# Your goal:
Display each line in the records where the string "right" appears.

# Material for this task:
-------

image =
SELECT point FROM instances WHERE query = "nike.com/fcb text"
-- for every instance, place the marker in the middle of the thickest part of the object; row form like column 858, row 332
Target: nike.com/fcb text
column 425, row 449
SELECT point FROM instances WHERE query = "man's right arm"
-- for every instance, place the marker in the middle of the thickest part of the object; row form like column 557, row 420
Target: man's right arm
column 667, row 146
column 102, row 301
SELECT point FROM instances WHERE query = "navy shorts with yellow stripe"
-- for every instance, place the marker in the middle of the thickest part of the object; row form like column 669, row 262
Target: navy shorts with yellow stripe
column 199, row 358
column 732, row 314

-------

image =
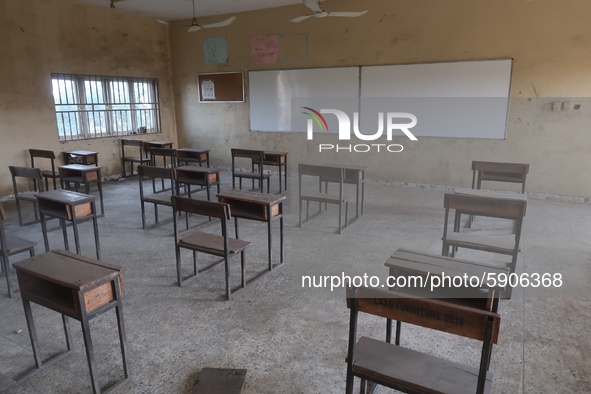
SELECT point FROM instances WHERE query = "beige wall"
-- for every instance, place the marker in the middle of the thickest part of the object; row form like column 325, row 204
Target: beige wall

-------

# Complete output:
SELECT point FROM instances WHERE query = "man's right arm"
Target: man's right arm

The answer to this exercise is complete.